====== RECORDS FOR PROCESSING
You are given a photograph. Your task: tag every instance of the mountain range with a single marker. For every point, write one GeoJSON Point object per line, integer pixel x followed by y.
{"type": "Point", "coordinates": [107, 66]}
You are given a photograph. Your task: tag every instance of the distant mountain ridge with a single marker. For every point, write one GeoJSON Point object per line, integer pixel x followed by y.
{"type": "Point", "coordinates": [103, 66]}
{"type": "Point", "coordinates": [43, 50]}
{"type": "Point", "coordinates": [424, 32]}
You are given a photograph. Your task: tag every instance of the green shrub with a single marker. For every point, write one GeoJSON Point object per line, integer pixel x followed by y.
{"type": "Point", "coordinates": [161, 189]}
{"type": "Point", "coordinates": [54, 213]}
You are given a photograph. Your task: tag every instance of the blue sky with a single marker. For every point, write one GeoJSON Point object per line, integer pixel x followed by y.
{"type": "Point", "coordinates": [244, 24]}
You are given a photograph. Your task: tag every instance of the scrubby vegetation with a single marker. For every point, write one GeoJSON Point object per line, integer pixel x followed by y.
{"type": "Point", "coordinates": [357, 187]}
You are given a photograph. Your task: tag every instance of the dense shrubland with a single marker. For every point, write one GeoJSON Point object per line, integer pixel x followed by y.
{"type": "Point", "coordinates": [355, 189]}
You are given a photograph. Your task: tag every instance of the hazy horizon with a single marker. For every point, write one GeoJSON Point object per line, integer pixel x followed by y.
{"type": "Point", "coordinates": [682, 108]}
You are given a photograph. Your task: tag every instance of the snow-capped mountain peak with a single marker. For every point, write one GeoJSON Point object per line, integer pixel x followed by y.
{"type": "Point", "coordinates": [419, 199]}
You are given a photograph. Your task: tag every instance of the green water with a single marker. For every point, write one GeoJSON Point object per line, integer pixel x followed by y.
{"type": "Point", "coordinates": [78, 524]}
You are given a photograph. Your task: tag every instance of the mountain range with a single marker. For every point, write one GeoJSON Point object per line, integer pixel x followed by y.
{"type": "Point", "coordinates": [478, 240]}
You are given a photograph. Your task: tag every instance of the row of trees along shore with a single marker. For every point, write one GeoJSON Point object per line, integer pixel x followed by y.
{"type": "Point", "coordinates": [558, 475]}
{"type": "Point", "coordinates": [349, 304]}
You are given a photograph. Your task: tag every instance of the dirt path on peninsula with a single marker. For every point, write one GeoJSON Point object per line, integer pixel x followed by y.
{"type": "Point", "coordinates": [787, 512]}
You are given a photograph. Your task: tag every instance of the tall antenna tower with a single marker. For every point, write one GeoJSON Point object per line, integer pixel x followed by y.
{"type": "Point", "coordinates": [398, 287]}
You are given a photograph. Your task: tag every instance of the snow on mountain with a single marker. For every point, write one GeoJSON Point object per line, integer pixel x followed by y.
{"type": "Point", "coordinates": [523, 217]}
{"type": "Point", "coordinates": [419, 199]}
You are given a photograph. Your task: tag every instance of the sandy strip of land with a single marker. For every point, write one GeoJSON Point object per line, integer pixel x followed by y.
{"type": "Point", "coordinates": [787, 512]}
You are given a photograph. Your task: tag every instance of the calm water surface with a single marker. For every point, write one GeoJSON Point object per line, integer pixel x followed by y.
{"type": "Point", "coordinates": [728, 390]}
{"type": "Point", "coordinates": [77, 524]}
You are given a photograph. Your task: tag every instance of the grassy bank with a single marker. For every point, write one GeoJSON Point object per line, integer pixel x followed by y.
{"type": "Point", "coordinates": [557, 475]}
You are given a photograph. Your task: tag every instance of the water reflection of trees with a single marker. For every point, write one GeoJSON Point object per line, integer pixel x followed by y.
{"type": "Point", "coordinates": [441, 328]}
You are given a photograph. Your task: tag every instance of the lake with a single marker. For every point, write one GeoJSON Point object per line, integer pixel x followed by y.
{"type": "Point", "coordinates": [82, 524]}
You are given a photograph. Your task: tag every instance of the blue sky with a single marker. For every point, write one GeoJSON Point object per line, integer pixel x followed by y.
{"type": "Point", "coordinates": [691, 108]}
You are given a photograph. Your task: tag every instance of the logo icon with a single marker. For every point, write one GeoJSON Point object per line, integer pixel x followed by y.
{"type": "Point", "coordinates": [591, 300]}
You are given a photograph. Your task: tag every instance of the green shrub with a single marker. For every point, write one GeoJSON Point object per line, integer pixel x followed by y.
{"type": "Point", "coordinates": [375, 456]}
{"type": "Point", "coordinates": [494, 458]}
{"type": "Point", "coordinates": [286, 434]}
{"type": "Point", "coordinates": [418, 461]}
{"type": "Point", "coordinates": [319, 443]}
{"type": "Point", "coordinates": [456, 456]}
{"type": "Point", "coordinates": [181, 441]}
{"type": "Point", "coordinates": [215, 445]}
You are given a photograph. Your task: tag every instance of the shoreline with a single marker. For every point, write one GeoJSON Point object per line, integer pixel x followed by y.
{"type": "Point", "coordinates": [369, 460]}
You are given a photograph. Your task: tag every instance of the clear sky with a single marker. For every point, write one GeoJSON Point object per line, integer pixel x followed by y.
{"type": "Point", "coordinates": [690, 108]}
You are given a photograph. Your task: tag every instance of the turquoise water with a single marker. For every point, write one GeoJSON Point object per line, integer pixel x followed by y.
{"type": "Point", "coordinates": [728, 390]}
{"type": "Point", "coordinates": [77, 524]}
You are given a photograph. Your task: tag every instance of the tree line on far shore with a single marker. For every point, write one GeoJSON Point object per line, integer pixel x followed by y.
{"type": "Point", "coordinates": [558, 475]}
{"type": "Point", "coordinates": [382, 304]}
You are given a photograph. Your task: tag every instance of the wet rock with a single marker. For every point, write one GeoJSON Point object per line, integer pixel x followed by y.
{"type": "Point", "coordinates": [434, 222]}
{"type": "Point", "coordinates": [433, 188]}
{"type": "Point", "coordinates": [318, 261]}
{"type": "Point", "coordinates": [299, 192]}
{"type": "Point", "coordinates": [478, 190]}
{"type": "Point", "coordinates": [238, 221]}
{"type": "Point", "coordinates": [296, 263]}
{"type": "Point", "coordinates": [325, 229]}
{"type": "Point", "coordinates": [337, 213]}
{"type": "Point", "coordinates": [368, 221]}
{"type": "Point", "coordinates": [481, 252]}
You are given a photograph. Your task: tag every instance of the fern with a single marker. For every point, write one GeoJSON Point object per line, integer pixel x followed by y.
============
» **GIVEN REQUEST**
Copy out each line exactly.

» **SOLUTION TO THIS PROBLEM**
You are given a photograph. Your task: tag every instance of the mountain range with a single marker. For every point, write one GeoJSON Point object per line, integer pixel x followed by y.
{"type": "Point", "coordinates": [107, 66]}
You are given a photograph. Your task: tag every instance of the distant mountain ridge with a single marker. For every point, write one GeoJSON Point object per line, integer pixel x followed by y.
{"type": "Point", "coordinates": [103, 66]}
{"type": "Point", "coordinates": [43, 50]}
{"type": "Point", "coordinates": [424, 32]}
You are given a photograph. Your task: tag every instance of the green shrub with a single marker. For every point, write one GeoJSON Point object per line, integer pixel x followed by y.
{"type": "Point", "coordinates": [161, 189]}
{"type": "Point", "coordinates": [54, 213]}
You are given a photograph. Your task: tag every instance of the blue sky with a single marker. For every point, write one GeoJSON Point object per line, integer pixel x followed by y.
{"type": "Point", "coordinates": [244, 24]}
You are given a photograph. Your task: tag every instance of the scrubby vegetation with a single marker. For every point, write one GeoJSON Point object per line, integer pixel x followed by y.
{"type": "Point", "coordinates": [357, 187]}
You are given a photograph. Your task: tag every instance of the dense shrubland with a single marker. For every point, write one GeoJSON Point object per line, integer pixel x followed by y.
{"type": "Point", "coordinates": [355, 189]}
You are given a photograph. Your task: tag every instance of the hazy horizon with a single marker. For every point, write one GeoJSON Point object per line, integer pixel x followed by y.
{"type": "Point", "coordinates": [682, 108]}
You are given a photograph. Your task: tag every instance of the snow-capped mountain peak with a single marker. For every point, write one GeoJSON Point object per line, integer pixel x followed by y.
{"type": "Point", "coordinates": [419, 199]}
You are given a photograph. Your task: tag every instance of the green water with a single marker. For every point, write one GeoJSON Point object per line, integer pixel x followed by y.
{"type": "Point", "coordinates": [78, 524]}
You are given a photograph. Your task: tag every instance of the mountain range with a single marker. For every point, write one GeoJSON Point object per line, integer pixel x followed by y.
{"type": "Point", "coordinates": [478, 240]}
You are given a photograph. Your task: tag every instance of the row of trees along shore with a single marker. For every point, write one GeoJSON Point object per line, integer pixel x followed by y.
{"type": "Point", "coordinates": [558, 475]}
{"type": "Point", "coordinates": [349, 304]}
You are given a photograph. Your task: tag every instance of the dirt path on peninsula with a single marker. For every point, write one GeoJSON Point object per line, integer pixel x followed by y.
{"type": "Point", "coordinates": [787, 512]}
You are given a photograph. Your task: tag every instance of the tall antenna tower with a single marker. For every point, write one GeoJSON Point object per line, integer pixel x followed by y.
{"type": "Point", "coordinates": [398, 287]}
You are given a photograph. Your task: tag every instance of the snow on mountain with a single marker. For every point, write one GeoJSON Point object per line, integer pixel x followed by y.
{"type": "Point", "coordinates": [523, 217]}
{"type": "Point", "coordinates": [419, 199]}
You are given a photograph. Your task: tag every instance of the sandy strip of land with a single marker. For every point, write one GeoJSON Point object per line, integer pixel x followed by y.
{"type": "Point", "coordinates": [787, 512]}
You are given a photograph. Your task: tag every instance of the calm water surface with a single marker. For every point, write one GeoJSON Point object per line, integer pixel x followed by y.
{"type": "Point", "coordinates": [728, 390]}
{"type": "Point", "coordinates": [77, 524]}
You are given a photograph. Your task: tag every instance of the grassy bank with a single marker. For every point, write one GeoJSON Point object per line, integer pixel x followed by y.
{"type": "Point", "coordinates": [557, 475]}
You are given a photograph. Your task: tag every instance of the water reflection of trees with a single marker. For every point, write one GeoJSON Point object per line, integer pixel x followed by y.
{"type": "Point", "coordinates": [441, 328]}
You are given a photograph. Your task: tag every instance of the lake with a single marker. For every point, write one GeoJSON Point object per line, integer pixel x followed by y.
{"type": "Point", "coordinates": [82, 524]}
You are given a photograph. Your task: tag every instance of the blue sky with a single marker. For every point, write one GeoJSON Point object per line, integer pixel x followed by y.
{"type": "Point", "coordinates": [691, 108]}
You are given a photograph. Your task: tag every instance of the logo icon with a single marker. For every point, write one GeoJSON Point object per line, integer pixel x followed by y.
{"type": "Point", "coordinates": [591, 300]}
You are given a photograph. Your task: tag every instance of the green shrub with a single marker. For every point, write one GeoJSON Point object per line, integer pixel x followed by y.
{"type": "Point", "coordinates": [375, 456]}
{"type": "Point", "coordinates": [494, 458]}
{"type": "Point", "coordinates": [286, 434]}
{"type": "Point", "coordinates": [418, 461]}
{"type": "Point", "coordinates": [319, 443]}
{"type": "Point", "coordinates": [456, 456]}
{"type": "Point", "coordinates": [181, 441]}
{"type": "Point", "coordinates": [215, 445]}
You are given a photograph. Your task: tag every instance of the shoreline with a single marker. For every point, write one GeoJSON Point object per line, integer pixel x followed by y.
{"type": "Point", "coordinates": [369, 460]}
You are given a photograph. Your task: tag every instance of the clear sky with a single marker. For every point, write one GeoJSON Point object per line, integer pixel x followed by y.
{"type": "Point", "coordinates": [690, 108]}
You are given a photograph. Your task: tag every instance of the turquoise water with a single marker. For every point, write one GeoJSON Point object per line, integer pixel x followed by y.
{"type": "Point", "coordinates": [728, 390]}
{"type": "Point", "coordinates": [77, 524]}
You are given a photograph. Your task: tag every instance of the tree line on far shore with a single marker. For every point, write one GeoJSON Point object per line, integer pixel x followed by y.
{"type": "Point", "coordinates": [558, 475]}
{"type": "Point", "coordinates": [382, 304]}
You are given a photograph. Your task: tag every instance of the wet rock with a single marker. For every point, write one GeoJSON Point object per line, integer pixel x followed by y.
{"type": "Point", "coordinates": [434, 222]}
{"type": "Point", "coordinates": [433, 188]}
{"type": "Point", "coordinates": [318, 261]}
{"type": "Point", "coordinates": [299, 192]}
{"type": "Point", "coordinates": [478, 190]}
{"type": "Point", "coordinates": [238, 221]}
{"type": "Point", "coordinates": [296, 263]}
{"type": "Point", "coordinates": [325, 229]}
{"type": "Point", "coordinates": [337, 213]}
{"type": "Point", "coordinates": [368, 221]}
{"type": "Point", "coordinates": [481, 252]}
You are given a photograph. Your task: tag every instance of the fern with a single marker. For every point, write one GeoJSON Point object per line, integer pixel x followed by y.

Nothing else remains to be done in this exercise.